- _Teks Bacaan_:
= = = = =

Dan ketauhilah bahwa bermaksiat (menentang) kepada seorang
pemimpin yang muslim merupakan maksiat kepada Allah dan Rasul-Nya. Sebagaimana sabda Rasulullah shallallahu ‘alaihi wa sallam dalam hadits riwayat Bukhari dan Muslim,
مَنْ يُطِعِ الأَمِيْرَ فَقَدْ أَطَاعَنِيْ وَمَنْ عَصَى الأَمِيْرَ
فَقَدْ عَصَانِيْ
“Barangsiapa yang taat kepada pemimpin (yang muslim) maka dia taat kepadaku dan barangsiapa yang maksiat kepada amir maka dia maksiat kepadaku".
Dan bermaksiat kepada Rasul sama dengan
bermaksiat kepada Allah Ta'ala. Allah ta’ala berfirman,
مَّن يُطِعِ ٱلرَّسُولَ فَقَدْ أَطَاعَ
ٱللَّهَ ۖ وَمَن تَوَلَّىٰ فَمَآ أَرْسَلْنَٰكَ عَلَيْهِمْ حَفِيظًا
"Barangsiapa yang mentaati Rasul itu, sesungguhnya ia telah
mentaati Allah. Dan barangsiapa yang berpaling (dari ketaatan itu), maka Kami
tidak mengutusmu untuk menjadi pemelihara bagi mereka."(QS. An Nisa: 80)

= = = = =

- _Tugas 1_:
Cetak ulang seluruh bagian teks tentang ketaatan kepada pemimpin, dari "Dan ketauhilah bahwa" terus ke bawah sampai "An Nisa: 80)".
- _Tugas 2_:
Jawablah pertanyaan berikut berdasarkan teks tentang ketaatan kepada pemimpin.
(a) Menurut teks, hadits tentang taat kepada pemimpin itu diriwayatkan oleh siapa?
(b) Bermaksiat kepada Rasul disamakan dengan apa?
(c) Ayat yang dikutip di akhir teks berasal dari surah dan ayat berapa?

Baris anotasi titik
= = = = =

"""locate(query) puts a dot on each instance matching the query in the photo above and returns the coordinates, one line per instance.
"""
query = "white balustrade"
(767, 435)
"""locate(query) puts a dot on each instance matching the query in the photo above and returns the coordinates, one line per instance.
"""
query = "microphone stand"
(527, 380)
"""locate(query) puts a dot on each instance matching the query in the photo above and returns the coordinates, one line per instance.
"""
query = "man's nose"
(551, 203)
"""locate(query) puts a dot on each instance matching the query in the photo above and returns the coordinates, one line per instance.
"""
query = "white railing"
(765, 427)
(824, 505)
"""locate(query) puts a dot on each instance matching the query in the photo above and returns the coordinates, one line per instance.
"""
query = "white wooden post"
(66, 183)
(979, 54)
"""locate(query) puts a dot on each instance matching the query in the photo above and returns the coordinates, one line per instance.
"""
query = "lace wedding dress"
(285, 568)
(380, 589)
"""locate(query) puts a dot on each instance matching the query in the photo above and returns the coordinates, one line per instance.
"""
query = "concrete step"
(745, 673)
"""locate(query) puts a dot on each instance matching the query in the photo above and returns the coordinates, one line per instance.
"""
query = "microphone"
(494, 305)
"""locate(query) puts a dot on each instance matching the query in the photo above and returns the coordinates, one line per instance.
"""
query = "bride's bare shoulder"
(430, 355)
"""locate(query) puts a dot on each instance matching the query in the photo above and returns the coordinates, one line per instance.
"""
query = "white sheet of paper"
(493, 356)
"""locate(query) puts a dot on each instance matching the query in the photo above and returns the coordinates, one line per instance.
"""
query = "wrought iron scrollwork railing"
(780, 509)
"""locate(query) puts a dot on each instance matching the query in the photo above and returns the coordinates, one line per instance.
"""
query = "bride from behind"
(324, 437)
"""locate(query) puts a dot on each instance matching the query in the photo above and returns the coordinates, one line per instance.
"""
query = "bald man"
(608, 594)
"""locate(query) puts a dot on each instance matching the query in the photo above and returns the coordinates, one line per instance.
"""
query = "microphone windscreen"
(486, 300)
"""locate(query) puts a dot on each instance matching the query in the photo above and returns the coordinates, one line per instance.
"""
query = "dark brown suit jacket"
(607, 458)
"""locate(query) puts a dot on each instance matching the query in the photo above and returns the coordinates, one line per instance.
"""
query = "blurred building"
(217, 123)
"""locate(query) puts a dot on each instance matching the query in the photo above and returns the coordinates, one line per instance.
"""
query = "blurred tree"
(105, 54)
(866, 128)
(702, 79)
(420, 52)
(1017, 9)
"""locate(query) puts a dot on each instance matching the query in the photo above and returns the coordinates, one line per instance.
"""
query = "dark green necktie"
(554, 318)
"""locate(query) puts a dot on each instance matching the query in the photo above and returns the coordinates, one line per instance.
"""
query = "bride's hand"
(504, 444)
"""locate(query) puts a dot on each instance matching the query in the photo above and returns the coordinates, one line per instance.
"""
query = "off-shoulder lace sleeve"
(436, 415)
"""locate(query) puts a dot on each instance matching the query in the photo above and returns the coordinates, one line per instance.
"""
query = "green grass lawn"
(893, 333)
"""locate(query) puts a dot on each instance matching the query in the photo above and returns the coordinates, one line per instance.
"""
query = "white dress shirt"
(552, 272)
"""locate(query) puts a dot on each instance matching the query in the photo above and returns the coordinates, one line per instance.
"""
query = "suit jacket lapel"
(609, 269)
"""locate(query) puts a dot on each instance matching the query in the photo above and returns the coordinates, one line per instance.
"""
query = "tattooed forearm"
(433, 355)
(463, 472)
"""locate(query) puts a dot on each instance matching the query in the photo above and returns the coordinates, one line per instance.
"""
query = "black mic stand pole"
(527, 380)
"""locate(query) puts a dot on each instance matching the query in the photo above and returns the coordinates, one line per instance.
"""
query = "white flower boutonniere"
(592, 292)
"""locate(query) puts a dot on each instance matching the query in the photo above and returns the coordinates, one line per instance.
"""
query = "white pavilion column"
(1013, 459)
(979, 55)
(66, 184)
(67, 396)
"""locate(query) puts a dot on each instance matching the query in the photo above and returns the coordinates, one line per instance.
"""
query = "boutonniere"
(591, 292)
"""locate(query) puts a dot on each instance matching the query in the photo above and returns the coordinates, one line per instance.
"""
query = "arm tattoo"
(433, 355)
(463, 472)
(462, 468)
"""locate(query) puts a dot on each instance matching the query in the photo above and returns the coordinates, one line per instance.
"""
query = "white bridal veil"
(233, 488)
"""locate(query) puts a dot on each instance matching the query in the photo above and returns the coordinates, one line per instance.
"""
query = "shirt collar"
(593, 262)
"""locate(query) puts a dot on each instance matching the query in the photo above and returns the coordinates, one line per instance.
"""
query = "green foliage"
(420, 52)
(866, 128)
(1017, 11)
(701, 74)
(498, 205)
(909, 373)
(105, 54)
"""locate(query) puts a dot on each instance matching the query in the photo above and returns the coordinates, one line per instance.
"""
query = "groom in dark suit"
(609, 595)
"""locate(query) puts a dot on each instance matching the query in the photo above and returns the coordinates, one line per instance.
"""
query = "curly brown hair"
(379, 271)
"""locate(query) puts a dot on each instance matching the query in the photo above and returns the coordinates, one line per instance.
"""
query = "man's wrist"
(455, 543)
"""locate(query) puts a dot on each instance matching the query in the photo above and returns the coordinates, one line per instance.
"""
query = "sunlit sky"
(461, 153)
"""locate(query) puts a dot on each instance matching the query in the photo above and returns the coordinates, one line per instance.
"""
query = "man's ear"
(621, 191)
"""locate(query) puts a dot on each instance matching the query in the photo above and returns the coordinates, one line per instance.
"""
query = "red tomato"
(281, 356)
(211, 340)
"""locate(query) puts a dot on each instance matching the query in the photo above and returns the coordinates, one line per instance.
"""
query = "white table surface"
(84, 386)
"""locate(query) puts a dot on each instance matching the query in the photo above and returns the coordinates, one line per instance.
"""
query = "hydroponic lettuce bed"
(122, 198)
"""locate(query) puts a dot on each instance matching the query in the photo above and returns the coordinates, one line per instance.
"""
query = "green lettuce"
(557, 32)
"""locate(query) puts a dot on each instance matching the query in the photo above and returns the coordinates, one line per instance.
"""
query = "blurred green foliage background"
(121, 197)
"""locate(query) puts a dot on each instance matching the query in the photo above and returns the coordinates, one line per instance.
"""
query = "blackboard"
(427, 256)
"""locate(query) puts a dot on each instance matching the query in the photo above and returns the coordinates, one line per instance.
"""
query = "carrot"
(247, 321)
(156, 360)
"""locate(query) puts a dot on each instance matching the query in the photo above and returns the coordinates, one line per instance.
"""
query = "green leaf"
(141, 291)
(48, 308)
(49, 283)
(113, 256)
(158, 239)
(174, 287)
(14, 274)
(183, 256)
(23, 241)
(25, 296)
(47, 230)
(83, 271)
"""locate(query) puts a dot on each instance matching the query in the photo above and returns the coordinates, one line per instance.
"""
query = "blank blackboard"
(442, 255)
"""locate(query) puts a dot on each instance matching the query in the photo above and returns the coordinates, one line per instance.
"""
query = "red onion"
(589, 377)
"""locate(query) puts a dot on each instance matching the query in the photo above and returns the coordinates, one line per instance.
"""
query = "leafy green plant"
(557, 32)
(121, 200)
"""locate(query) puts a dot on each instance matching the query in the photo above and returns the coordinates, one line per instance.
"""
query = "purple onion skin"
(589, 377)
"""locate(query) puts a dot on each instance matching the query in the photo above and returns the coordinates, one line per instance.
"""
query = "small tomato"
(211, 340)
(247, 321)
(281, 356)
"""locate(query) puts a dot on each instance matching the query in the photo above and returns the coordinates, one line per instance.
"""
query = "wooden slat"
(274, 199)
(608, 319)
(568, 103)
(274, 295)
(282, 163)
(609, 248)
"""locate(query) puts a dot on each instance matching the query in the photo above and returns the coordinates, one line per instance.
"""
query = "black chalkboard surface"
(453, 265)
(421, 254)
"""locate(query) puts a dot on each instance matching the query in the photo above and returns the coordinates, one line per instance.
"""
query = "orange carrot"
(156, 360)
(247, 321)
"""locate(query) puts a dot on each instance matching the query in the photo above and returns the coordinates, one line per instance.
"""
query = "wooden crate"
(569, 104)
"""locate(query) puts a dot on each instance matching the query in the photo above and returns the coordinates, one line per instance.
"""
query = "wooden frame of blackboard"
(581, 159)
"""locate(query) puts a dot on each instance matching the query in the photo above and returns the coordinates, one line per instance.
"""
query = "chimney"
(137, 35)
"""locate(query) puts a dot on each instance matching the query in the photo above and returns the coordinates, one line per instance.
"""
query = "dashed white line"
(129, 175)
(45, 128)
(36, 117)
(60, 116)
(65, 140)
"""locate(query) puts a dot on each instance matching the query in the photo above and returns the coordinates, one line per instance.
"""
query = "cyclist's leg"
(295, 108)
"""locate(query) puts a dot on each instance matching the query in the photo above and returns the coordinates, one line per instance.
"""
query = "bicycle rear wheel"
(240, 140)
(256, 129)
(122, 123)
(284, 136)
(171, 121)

= = = = =

- _Jawaban Lengkap 1_:
Dan ketauhilah bahwa bermaksiat (menentang) kepada seorang
pemimpin yang muslim merupakan maksiat kepada Allah dan Rasul-Nya. Sebagaimana sabda Rasulullah shallallahu ‘alaihi wa sallam dalam hadits riwayat Bukhari dan Muslim,
مَنْ يُطِعِ الأَمِيْرَ فَقَدْ أَطَاعَنِيْ وَمَنْ عَصَى الأَمِيْرَ
فَقَدْ عَصَانِيْ
“Barangsiapa yang taat kepada pemimpin (yang muslim) maka dia taat kepadaku dan barangsiapa yang maksiat kepada amir maka dia maksiat kepadaku".
Dan bermaksiat kepada Rasul sama dengan
bermaksiat kepada Allah Ta'ala. Allah ta’ala berfirman,
مَّن يُطِعِ ٱلرَّسُولَ فَقَدْ أَطَاعَ
ٱللَّهَ ۖ وَمَن تَوَلَّىٰ فَمَآ أَرْسَلْنَٰكَ عَلَيْهِمْ حَفِيظًا
"Barangsiapa yang mentaati Rasul itu, sesungguhnya ia telah
mentaati Allah. Dan barangsiapa yang berpaling (dari ketaatan itu), maka Kami
tidak mengutusmu untuk menjadi pemelihara bagi mereka."(QS. An Nisa: 80)

- _Jawaban Lengkap 2_:
(a) Bukhari dan Muslim.
(b) Bermaksiat kepada Allah Ta'ala.
(c) QS. An Nisa ayat 80.